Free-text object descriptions
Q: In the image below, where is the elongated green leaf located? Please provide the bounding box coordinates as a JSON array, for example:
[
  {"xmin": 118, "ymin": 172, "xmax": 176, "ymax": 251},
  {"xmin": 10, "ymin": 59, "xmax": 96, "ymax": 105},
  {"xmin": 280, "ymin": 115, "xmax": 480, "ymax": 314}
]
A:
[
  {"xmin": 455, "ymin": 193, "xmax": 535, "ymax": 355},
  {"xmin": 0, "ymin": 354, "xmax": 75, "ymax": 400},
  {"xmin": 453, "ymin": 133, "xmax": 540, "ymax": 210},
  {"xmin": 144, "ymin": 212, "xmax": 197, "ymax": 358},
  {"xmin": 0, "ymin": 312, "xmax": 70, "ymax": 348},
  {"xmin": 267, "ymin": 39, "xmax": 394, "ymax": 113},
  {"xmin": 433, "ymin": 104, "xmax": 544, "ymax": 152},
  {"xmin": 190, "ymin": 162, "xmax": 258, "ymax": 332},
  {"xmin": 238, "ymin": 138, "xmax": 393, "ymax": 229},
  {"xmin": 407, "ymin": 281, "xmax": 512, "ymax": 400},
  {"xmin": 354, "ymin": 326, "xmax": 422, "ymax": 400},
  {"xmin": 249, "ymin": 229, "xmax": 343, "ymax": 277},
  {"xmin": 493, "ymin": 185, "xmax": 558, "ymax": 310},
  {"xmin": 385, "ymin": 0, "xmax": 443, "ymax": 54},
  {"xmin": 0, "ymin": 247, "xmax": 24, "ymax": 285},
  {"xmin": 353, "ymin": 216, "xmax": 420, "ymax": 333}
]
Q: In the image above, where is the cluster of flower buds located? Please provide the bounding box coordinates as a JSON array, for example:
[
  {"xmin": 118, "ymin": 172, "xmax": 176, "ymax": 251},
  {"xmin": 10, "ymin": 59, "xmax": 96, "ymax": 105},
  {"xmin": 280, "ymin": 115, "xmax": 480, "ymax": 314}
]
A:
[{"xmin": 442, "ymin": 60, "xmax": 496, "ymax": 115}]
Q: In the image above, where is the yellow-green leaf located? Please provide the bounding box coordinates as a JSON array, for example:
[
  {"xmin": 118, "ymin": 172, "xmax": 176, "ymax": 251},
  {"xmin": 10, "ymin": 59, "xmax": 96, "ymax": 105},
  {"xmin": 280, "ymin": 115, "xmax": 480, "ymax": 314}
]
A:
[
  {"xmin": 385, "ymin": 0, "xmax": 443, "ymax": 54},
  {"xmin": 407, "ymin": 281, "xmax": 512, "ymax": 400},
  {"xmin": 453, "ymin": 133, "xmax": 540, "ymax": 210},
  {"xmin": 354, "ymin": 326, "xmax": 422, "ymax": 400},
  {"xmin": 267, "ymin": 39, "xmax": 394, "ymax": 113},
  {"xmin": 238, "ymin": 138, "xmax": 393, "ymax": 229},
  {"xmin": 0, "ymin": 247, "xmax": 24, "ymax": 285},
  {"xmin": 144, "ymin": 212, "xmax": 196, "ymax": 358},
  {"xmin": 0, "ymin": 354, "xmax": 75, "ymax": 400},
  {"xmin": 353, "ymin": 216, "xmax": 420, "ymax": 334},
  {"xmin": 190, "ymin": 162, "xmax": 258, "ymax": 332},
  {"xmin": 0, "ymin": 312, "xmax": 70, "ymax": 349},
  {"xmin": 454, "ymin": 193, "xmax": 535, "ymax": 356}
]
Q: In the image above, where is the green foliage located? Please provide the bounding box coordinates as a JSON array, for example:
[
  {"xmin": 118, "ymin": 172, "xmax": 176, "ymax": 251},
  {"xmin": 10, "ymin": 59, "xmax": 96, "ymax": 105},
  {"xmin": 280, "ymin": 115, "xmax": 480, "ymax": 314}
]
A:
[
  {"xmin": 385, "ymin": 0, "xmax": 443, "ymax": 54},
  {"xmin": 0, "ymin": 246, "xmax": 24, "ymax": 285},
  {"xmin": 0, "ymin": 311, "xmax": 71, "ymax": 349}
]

### What needs to be done
Return every line holding the word "leaf" from the records.

### Output below
Q: In the image below, where is the elongated green leaf located? Please provide the bounding box coordinates as a JSON array, for example:
Q: In the image above, where is the yellow-green leaf located? Please provide the bounding box coordinates as a JSON array, for example:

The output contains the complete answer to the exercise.